Pascaline partage cette approche : « C’est important de s’ouvrir auprès de nos enfants sans les assommer avec des termes médicaux ou des diagnostics précis. Ma fille a quatre ans, et je lui parle de mes besoins, de mes limites. Et puis, elle voit les choses, elle les ressent. Parler de ses émotions, de ses difficultés, c'est en réalité parler de santé mentale à son enfant et c’est fondamental. »
Un modèle de résilience
Aujourd'hui, Johanna se sent en paix. « J'ai confiance en l’avenir parce que j'aime tellement ce rôle, en fait c'est la chose que je préfère dans la vie : être maman. C'est ce qui me porte et me fait grandir. » Elle observe même qu'elle a parfois une meilleure résistance que certains parents non concernés par des troubles psychiques face aux petits stress du quotidien.
« On est un modèle pour nos enfants, rappelle Pascaline. Être un modèle, c'est aussi montrer que c'est important de prendre soin de sa santé mentale. Ce sont des leçons essentielles qu'on transmet. On passe beaucoup de temps à culpabiliser de ce qu'on n'arrive pas à faire, mais il y a aussi des choses très précieuses qu'on transmet comme notre résilience. »
Changer les regards
Pour Pascaline, qui intervient régulièrement dans les hôpitaux, un changement de posture doit venir des professionnels de santé eux-mêmes. « Très souvent, on me dit : “J'ai telle patiente qui veut absolument avoir un enfant et ce n'est pas une bonne idée, comment lui dire ?” Ce à quoi je réponds : ce n'est pas à vous de choisir. Si vous remettez en question son projet en fermant la porte, vous perdrez sa confiance et la relation thérapeutique. » Elle plaide pour une posture horizontale, d'alliance plutôt que de paternalisme. « Les personnes concernées vont continuer à avoir des enfants. La vraie question à se poser c’est : est-ce qu'on reste passif, en disant juste “ça va être difficile”, ou est-ce qu'on s'implique pour voir comment les aider pour que ça se passe au mieux ? »

○ ○ ○

### TRAVAIL À FAIRE:
**A.** Comment traduire en anglais cette phrase de l'extrait sur la santé mentale des parents : « Ma fille a quatre ans, et je lui parle de mes besoins, de mes limites. » ?
**B.** Dans l'extrait sur la santé mentale des parents :
(i) Quel âge a la fille de Pascaline ?
(ii) Quelle est, selon Johanna, la chose qu'elle préfère dans la vie ?
(iii) Où Pascaline intervient-elle régulièrement ?

### Entrées du jeu de données:
○ ○ ○

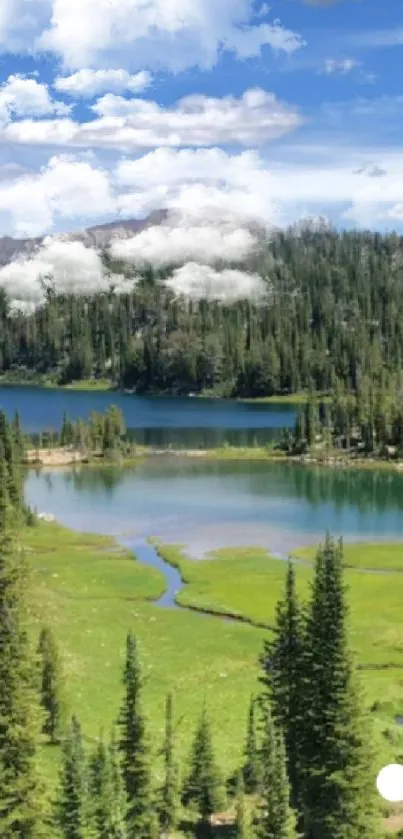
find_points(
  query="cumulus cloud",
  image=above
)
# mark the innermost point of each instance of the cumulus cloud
(207, 238)
(203, 282)
(88, 83)
(189, 181)
(67, 189)
(157, 33)
(130, 124)
(341, 66)
(169, 34)
(22, 96)
(66, 267)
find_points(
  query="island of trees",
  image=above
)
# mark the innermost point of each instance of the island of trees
(306, 767)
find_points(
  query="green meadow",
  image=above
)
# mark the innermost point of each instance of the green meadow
(91, 592)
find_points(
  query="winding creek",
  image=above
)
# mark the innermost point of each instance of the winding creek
(198, 504)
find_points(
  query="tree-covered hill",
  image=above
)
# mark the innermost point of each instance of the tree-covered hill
(333, 312)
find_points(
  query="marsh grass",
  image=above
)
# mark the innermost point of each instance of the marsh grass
(91, 594)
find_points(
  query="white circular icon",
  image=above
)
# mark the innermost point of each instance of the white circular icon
(390, 782)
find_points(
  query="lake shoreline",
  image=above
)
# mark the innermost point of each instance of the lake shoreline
(64, 456)
(104, 386)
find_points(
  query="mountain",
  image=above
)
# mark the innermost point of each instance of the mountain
(98, 236)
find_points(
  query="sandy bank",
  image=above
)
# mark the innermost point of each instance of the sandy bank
(63, 456)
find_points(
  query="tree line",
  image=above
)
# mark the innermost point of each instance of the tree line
(333, 313)
(368, 422)
(102, 434)
(307, 768)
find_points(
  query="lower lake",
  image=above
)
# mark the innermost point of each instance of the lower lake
(205, 505)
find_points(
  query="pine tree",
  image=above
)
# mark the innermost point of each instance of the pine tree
(251, 767)
(203, 786)
(108, 793)
(23, 811)
(18, 437)
(134, 747)
(277, 820)
(169, 796)
(338, 775)
(73, 804)
(241, 831)
(282, 678)
(50, 685)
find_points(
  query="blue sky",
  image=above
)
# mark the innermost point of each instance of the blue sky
(279, 111)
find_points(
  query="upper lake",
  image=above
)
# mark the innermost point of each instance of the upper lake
(204, 504)
(154, 420)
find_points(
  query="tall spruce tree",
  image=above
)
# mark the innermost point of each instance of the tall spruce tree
(276, 820)
(135, 748)
(109, 803)
(282, 676)
(170, 792)
(73, 803)
(50, 685)
(241, 829)
(338, 775)
(203, 786)
(251, 767)
(22, 805)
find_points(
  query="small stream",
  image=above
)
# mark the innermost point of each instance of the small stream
(146, 553)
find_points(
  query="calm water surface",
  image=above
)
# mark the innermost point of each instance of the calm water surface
(205, 505)
(155, 421)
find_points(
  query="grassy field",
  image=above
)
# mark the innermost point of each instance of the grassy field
(91, 595)
(91, 592)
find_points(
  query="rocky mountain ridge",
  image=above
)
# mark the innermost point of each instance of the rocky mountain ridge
(98, 236)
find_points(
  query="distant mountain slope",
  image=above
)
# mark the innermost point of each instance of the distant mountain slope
(98, 236)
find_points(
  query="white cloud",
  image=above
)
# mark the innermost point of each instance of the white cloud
(136, 34)
(68, 267)
(195, 181)
(197, 184)
(21, 96)
(129, 124)
(67, 189)
(88, 83)
(172, 34)
(201, 281)
(341, 66)
(208, 237)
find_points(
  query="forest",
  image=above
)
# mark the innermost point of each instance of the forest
(332, 317)
(306, 761)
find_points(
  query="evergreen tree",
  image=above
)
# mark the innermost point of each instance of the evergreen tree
(73, 804)
(108, 793)
(18, 437)
(251, 767)
(169, 797)
(282, 662)
(134, 747)
(50, 685)
(339, 796)
(23, 811)
(203, 786)
(241, 831)
(277, 820)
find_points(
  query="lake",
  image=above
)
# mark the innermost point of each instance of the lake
(205, 505)
(157, 421)
(200, 504)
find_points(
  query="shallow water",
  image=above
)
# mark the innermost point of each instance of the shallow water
(207, 505)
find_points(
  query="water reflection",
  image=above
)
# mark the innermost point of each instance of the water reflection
(206, 504)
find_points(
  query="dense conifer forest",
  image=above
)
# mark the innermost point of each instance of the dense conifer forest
(306, 766)
(332, 316)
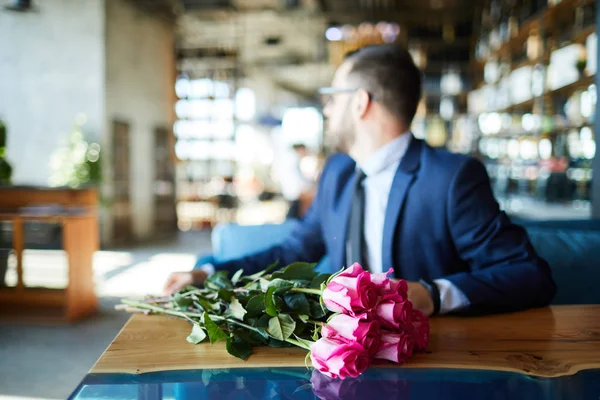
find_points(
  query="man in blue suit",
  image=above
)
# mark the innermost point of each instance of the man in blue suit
(390, 200)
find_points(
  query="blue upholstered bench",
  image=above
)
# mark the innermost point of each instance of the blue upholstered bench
(571, 247)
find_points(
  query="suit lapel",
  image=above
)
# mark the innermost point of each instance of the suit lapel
(404, 177)
(341, 214)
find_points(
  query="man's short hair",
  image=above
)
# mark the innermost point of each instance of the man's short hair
(388, 73)
(299, 146)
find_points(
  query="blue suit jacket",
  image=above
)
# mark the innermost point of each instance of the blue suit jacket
(442, 221)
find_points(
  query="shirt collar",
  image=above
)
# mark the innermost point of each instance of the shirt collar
(389, 154)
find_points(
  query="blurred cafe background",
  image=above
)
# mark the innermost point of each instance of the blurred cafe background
(129, 129)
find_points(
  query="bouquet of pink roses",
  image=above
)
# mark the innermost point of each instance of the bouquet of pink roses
(345, 320)
(374, 320)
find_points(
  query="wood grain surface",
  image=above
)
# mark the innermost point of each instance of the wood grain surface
(546, 342)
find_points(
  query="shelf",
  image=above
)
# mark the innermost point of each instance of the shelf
(554, 131)
(565, 90)
(545, 18)
(579, 37)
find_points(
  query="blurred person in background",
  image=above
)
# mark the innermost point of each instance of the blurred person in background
(294, 183)
(389, 200)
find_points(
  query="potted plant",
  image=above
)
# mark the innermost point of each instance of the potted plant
(5, 179)
(580, 65)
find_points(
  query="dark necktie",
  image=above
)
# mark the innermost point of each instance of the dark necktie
(356, 236)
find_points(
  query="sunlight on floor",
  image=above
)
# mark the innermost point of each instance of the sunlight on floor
(138, 279)
(117, 273)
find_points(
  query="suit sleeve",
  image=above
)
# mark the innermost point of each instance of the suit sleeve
(305, 243)
(506, 274)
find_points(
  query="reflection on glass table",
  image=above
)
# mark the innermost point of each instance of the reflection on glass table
(301, 383)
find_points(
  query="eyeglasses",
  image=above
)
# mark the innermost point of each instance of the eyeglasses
(328, 92)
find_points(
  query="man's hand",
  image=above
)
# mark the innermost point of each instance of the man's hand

○ ○ ○

### RÉPONSES ATTENDUES:
**A.** My daughter is four years old, and I talk to her about my needs, my limits.

**B.**
(i) Quatre ans.
(ii) Être maman.
(iii) Dans les hôpitaux.